PROBLEM A: According to the feed barley passage, which country is by far the world's largest importer of feed barley?
** start EXCERPTED PASSAGE **
Farmers who have participated in cash sales have received some of the highest prices available to any producers in North America. Should there be additional profits generated from the cash program over the course of the year, farmers will receive even more. This program is designed to ensure that producers are the ones who receive the benefits of a rising market.

We recognize that not all farmers have the opportunity to participate in limited-volume cash contracts that are usually filled very quickly. That is a downside of any cash-buy program. The CWB is also committed to maximizing farmer participation in higher-priced sales. To do so, we are planning to also make feed barley sales through the pool if a good opportunity arises, in an effort to provide farmers with additional options.

GPCs allow the CWB to move quickly to take advantage of short-term opportunities, sourcing barley supplies in appropriate volumes. The CWB has adopted this approach in response to farmers’ own requests and it has worked well, but these opportunities can arise quickly and erode quickly. International feed barley prices as of September 1, for example, were about US$50 per tonne ($1.09 a bushel) lower than the market peak in August.

Premium over domestic

Price signals have been provided to farmers though the GPCs, the Pool Return Outlook and special market updates posted on our website. Given the volatility (which has seen the offshore price structure in some markets shift as much as US$30 per tonne, or 65 cents a bushel, in a single day!), we must also be sure that the up-front cash prices offered to farmers will not exceed net revenue, taking into account the days that can elapse between setting GPC values and negotiating sales prices, as well as unsold grain resulting from shipping tolerances.

The CWB’s first priority is to maximize returns to farmers. Our export sales have been made at values well above $200 per tonne (in-store Vancouver), far surpassing the domestic price. Although some market watchers have argued that offshore barley cash sales should have immediately boosted domestic values, we have actually seen little movement. This could be due to a number of factors, including the domestic availability of other feed options such as wheat, corn and dried distillers’ grain. Similarly, in the U. S., the country elevator price structure has increased somewhat, but remains well below offshore values and consistently below Canadian prices.

Bubble has shrunk

The market surge this month occurred over a very short time surrounding Russia’s announcement of an export ban, which sent buyers and traders scurrying to cover sales commitments – particularly to Saudi Arabia. This bubble of activity is now over and, although prices remain higher than previously, they have fallen off significantly. Recent cash sales by the CWB have been made at a range of prices, reflecting the markets at the time of each sale. During this volatile period, some sales were made at very positive gross margins and others at much tighter margins.

As long as Black Sea barley stays off the market, world exportable supplies are expected to remain relatively tight and there should be additional opportunities to trade Canadian feed barley offshore at attractive returns. This should eventually push the domestic price structure higher although, as noted, we have not seen that to date. The GPC remains the best price signal that we can offer farmers, given the volatility of the markets and the sporadic nature of sales activity in Saudi Arabia, which is by far the world’s largest importer of feed barley.
** end EXCERPTED PASSAGE **
** start DATA SUPPLIED **
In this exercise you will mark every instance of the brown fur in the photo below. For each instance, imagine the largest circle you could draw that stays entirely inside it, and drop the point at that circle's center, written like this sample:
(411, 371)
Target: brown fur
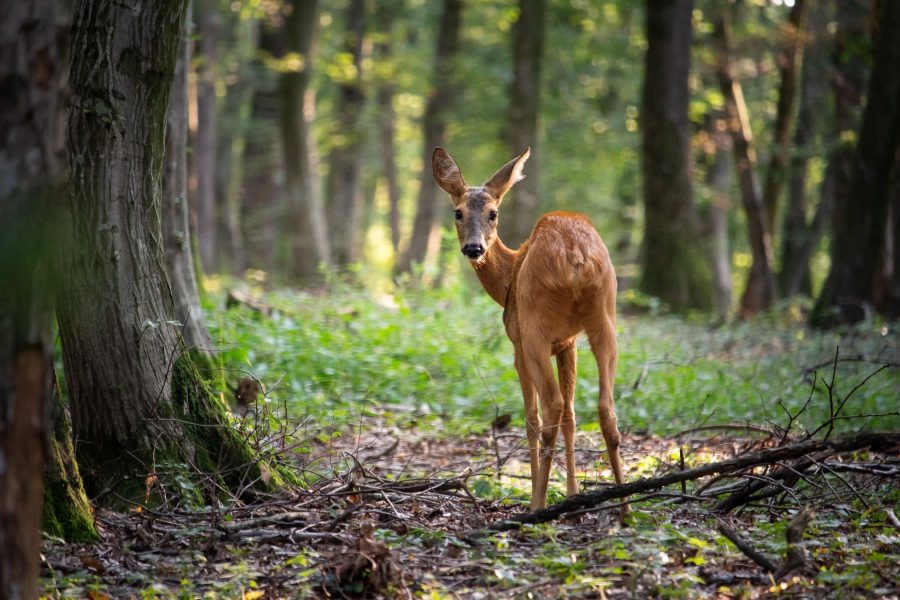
(559, 283)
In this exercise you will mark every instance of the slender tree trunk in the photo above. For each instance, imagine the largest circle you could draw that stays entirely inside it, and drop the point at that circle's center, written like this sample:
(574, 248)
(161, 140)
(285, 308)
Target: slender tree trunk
(237, 109)
(307, 229)
(33, 44)
(139, 408)
(674, 268)
(176, 210)
(797, 234)
(345, 198)
(385, 98)
(528, 50)
(760, 290)
(859, 238)
(425, 240)
(719, 181)
(208, 30)
(790, 58)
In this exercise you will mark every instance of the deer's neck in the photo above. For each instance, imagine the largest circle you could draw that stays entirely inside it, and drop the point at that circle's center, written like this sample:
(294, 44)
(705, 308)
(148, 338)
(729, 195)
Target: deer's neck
(495, 271)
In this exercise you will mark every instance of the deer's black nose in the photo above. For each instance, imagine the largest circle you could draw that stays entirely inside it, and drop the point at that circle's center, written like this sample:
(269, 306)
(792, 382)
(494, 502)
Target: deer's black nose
(473, 250)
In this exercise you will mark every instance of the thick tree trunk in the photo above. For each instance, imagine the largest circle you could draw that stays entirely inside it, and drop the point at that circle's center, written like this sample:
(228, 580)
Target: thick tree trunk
(759, 293)
(208, 30)
(425, 241)
(139, 408)
(345, 198)
(528, 50)
(788, 61)
(674, 266)
(307, 229)
(386, 15)
(858, 245)
(176, 220)
(799, 237)
(32, 83)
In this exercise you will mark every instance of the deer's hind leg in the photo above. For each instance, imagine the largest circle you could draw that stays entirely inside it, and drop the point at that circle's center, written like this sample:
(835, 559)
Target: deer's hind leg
(566, 368)
(602, 335)
(533, 420)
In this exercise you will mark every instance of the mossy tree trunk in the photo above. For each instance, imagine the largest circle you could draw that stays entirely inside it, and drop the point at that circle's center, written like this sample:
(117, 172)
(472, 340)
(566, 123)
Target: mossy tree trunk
(176, 221)
(858, 249)
(675, 268)
(33, 44)
(139, 409)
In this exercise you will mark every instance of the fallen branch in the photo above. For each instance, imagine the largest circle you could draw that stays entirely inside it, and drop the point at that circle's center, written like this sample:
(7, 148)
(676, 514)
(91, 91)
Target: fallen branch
(877, 441)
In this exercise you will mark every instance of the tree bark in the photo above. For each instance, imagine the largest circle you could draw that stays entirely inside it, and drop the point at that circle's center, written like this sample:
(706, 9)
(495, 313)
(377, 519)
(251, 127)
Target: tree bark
(236, 112)
(140, 411)
(760, 292)
(674, 267)
(859, 238)
(345, 198)
(208, 30)
(798, 236)
(790, 58)
(307, 228)
(176, 221)
(33, 44)
(525, 92)
(719, 181)
(425, 241)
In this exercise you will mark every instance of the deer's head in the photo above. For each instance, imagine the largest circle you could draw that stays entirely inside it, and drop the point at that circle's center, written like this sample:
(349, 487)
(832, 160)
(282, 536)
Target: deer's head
(476, 208)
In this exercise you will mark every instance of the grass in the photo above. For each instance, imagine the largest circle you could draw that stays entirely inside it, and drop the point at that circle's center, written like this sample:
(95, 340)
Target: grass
(444, 352)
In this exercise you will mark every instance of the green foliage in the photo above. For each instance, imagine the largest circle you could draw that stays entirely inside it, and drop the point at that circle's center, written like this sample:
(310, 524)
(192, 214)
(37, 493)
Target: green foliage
(444, 352)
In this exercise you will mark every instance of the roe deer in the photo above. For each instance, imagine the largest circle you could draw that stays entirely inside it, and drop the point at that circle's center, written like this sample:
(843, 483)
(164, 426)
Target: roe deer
(559, 283)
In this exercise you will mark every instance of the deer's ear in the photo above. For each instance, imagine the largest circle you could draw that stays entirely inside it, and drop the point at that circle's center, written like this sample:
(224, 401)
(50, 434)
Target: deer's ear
(447, 174)
(507, 175)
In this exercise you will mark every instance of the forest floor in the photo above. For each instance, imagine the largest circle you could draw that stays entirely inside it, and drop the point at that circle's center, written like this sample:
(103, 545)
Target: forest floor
(398, 502)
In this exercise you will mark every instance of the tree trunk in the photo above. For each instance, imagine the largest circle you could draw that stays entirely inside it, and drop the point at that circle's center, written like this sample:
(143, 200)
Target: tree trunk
(674, 267)
(760, 290)
(788, 61)
(386, 15)
(140, 411)
(719, 181)
(858, 244)
(236, 112)
(33, 44)
(208, 30)
(345, 199)
(425, 241)
(528, 50)
(176, 211)
(307, 229)
(798, 237)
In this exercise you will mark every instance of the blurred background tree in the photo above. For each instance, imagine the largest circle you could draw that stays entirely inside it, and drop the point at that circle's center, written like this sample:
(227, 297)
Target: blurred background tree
(312, 125)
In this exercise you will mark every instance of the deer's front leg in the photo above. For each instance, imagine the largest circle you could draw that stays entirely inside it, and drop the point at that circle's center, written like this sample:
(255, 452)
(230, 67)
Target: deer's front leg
(532, 420)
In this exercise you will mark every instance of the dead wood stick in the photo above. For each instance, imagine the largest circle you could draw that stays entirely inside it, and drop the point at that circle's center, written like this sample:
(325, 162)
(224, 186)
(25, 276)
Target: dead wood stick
(879, 441)
(745, 547)
(271, 519)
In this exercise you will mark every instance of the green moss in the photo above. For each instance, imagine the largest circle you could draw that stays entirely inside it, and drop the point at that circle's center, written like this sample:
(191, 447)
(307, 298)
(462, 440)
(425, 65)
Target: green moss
(66, 512)
(218, 447)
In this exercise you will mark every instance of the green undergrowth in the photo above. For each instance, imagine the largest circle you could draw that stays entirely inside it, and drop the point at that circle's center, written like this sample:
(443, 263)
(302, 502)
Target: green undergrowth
(330, 357)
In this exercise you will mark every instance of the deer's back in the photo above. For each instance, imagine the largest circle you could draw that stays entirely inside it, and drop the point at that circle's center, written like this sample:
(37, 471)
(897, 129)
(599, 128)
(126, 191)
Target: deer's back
(563, 276)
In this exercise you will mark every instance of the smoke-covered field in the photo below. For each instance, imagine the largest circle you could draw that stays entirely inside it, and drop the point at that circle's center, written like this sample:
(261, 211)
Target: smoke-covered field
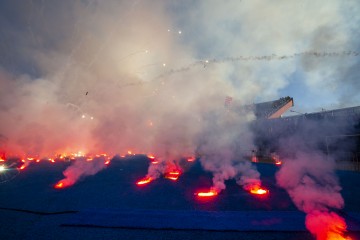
(84, 81)
(30, 206)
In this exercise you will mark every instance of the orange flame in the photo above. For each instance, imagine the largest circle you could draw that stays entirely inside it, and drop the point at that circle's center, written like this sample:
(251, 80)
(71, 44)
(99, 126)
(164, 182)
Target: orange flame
(144, 181)
(258, 190)
(59, 185)
(22, 167)
(210, 193)
(173, 175)
(278, 162)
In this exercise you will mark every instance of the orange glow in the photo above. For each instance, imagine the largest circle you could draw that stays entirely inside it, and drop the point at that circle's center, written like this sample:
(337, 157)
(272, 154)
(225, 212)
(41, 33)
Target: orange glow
(144, 181)
(210, 193)
(173, 175)
(22, 167)
(258, 190)
(59, 185)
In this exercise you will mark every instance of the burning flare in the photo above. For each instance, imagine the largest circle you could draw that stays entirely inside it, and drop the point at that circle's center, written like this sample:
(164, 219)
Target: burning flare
(257, 190)
(144, 181)
(173, 175)
(211, 193)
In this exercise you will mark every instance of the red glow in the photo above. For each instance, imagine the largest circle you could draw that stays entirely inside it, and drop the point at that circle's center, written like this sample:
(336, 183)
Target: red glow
(258, 190)
(210, 193)
(144, 181)
(22, 167)
(59, 185)
(173, 175)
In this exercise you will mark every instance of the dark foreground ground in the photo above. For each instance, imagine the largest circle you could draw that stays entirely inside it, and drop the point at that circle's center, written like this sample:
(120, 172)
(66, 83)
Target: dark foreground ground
(109, 205)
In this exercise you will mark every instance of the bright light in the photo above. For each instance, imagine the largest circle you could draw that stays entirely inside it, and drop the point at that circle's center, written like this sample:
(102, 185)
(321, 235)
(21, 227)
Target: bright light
(59, 185)
(258, 190)
(144, 181)
(173, 175)
(278, 162)
(210, 193)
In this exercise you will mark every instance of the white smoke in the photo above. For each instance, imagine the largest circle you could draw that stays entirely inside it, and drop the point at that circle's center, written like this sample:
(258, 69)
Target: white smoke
(310, 180)
(137, 72)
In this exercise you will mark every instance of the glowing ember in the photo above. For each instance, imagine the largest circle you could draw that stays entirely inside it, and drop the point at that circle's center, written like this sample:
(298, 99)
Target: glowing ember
(210, 193)
(22, 167)
(259, 191)
(59, 185)
(144, 181)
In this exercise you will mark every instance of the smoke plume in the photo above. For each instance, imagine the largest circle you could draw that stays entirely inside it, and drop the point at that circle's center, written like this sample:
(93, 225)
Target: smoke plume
(109, 76)
(310, 180)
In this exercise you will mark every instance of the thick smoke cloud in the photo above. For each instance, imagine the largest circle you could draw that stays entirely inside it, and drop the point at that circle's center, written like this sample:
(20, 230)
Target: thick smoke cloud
(112, 76)
(308, 175)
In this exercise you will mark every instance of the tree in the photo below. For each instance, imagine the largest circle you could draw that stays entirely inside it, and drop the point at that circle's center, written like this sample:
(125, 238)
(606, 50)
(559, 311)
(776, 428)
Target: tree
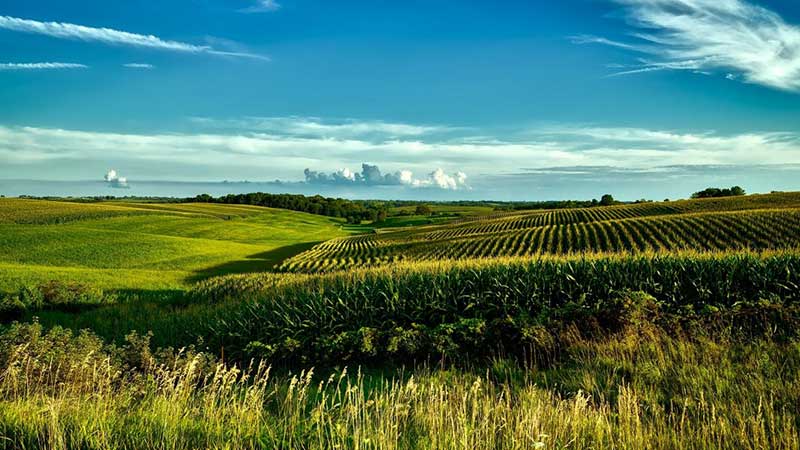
(423, 210)
(607, 200)
(735, 191)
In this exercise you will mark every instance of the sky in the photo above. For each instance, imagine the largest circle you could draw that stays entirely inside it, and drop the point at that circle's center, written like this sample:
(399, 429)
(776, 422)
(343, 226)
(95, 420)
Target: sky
(511, 100)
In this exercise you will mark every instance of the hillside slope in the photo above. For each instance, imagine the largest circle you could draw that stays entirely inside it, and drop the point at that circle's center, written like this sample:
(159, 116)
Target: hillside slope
(147, 246)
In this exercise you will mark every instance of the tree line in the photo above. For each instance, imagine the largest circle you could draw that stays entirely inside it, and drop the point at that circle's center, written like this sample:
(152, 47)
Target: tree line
(353, 211)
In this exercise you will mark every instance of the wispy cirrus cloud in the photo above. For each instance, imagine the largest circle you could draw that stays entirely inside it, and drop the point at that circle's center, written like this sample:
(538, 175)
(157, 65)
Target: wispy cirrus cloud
(110, 36)
(41, 66)
(276, 154)
(262, 6)
(751, 42)
(144, 66)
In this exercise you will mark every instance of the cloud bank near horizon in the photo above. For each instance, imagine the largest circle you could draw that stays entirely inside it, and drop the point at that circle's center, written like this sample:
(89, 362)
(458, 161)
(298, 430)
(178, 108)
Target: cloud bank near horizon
** end DATA SUPPLIED **
PROBLEM B: Pull out every line of the listing above that contains the string "flame".

FULL RESPONSE A: Saudi Arabia.

FULL RESPONSE B:
In this exercise you will mark every instance of the orange flame in the photo above. For each instance, imagine the largest circle you could draw that stays entirely inside it, and drop the point at that circle's center, written like this sample:
Target: orange flame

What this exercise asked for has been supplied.